▶ Document text:
In part, Apple’s support made those technologies the winners in their respective fields. That was largely because of the impact and importance of iOS to premium-hardware buyers and enterprise users, factors that were directly related to the price of iOS devices at a time when Android phones and tablets were trending toward cheapness.
Pundits saw all sorts of importance in the things Google was trying to do, most of which failed. But they saw very little hope in anything Apple was working on, despite the fact that Apple had been quite successfully setting standards and charting out the direction of the industry over the previous decade, despite being a much smaller player back then. Today, Apple is vastly larger and far more influential than it ever has been in the past.
Back in 2011, there was similarly not much sense that Apple would be able to regularly develop new technologies that would keep bringing buyers back for more iPhones and iPads. Yet Apple successfully identified technologies such as Siri, Touch ID, its 65-bit A7, advanced graphics, Apple Pay—resurrecting the fingerprint security that Android had abandoned—and most recently Face ID with Animojis and Selfie Portrait photography.
iPhone consistently remained the top-selling smartphone even as the Verge and other outlets hailed every new Android as being the best one ever. In parallel, concern pundits regularly admitted they had no idea how Apple might ever innovate its way out of what they imagined to be an impossible quandary of being so far behind the rest of the industry—as Kara Swisher recently did for the New York Times. That didn’t stop Apple from innovating and remaining in first place globally as the largest shipper of premium phones and vastly more profitable than everyone else put together.
Android hasn't been the promised agent of innovation
The pace of innovation across the first decade of iOS was unprecedented, wildly faster than the incremental bumps that had been occurring in the PC industry. That innovation was driven by iPhone profits. Android was supposed to foster rapid innovation across the industry outside of Apple but largely hasn’t. Instead, it has essentially served as a platform for creating knockoffs of Apple products.

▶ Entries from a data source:
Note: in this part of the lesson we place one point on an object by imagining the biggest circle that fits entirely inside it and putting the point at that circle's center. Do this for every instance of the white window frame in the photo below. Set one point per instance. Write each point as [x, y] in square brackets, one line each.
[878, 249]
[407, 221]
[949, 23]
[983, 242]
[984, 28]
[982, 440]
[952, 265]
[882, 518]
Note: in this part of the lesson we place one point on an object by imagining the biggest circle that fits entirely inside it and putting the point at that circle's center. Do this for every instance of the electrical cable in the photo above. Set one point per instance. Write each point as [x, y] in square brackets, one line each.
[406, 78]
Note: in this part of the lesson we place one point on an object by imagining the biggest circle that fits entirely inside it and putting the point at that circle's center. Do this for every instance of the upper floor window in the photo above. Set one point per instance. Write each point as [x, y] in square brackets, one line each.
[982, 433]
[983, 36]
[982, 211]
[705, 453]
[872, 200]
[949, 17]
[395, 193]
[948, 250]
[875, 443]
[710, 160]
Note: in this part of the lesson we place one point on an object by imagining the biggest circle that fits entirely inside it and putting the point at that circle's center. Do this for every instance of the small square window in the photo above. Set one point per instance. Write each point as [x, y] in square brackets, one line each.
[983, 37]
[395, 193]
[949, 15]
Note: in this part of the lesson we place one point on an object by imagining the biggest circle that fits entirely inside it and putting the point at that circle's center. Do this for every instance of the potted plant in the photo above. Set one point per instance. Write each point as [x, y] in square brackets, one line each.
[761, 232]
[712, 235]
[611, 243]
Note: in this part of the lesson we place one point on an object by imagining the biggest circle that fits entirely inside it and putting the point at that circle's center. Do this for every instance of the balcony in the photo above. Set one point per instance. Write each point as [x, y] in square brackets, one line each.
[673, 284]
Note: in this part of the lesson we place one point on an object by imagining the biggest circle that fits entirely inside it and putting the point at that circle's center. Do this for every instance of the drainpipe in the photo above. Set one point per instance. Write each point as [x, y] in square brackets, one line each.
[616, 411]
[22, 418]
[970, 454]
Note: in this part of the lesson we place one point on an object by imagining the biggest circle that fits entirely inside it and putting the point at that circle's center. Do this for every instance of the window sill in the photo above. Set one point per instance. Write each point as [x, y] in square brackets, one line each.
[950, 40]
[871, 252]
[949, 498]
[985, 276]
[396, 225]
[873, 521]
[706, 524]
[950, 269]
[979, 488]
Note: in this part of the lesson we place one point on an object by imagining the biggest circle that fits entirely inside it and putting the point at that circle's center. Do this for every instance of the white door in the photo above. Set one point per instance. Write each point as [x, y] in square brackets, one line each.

▶ Task brief: From the article on Apple and Android, extract the stretch from "Back in 2011, there" through "Selfie Portrait photography.".

▶ Exercise solution:
Back in 2011, there was similarly not much sense that Apple would be able to regularly develop new technologies that would keep bringing buyers back for more iPhones and iPads. Yet Apple successfully identified technologies such as Siri, Touch ID, its 65-bit A7, advanced graphics, Apple Pay—resurrecting the fingerprint security that Android had abandoned—and most recently Face ID with Animojis and Selfie Portrait photography.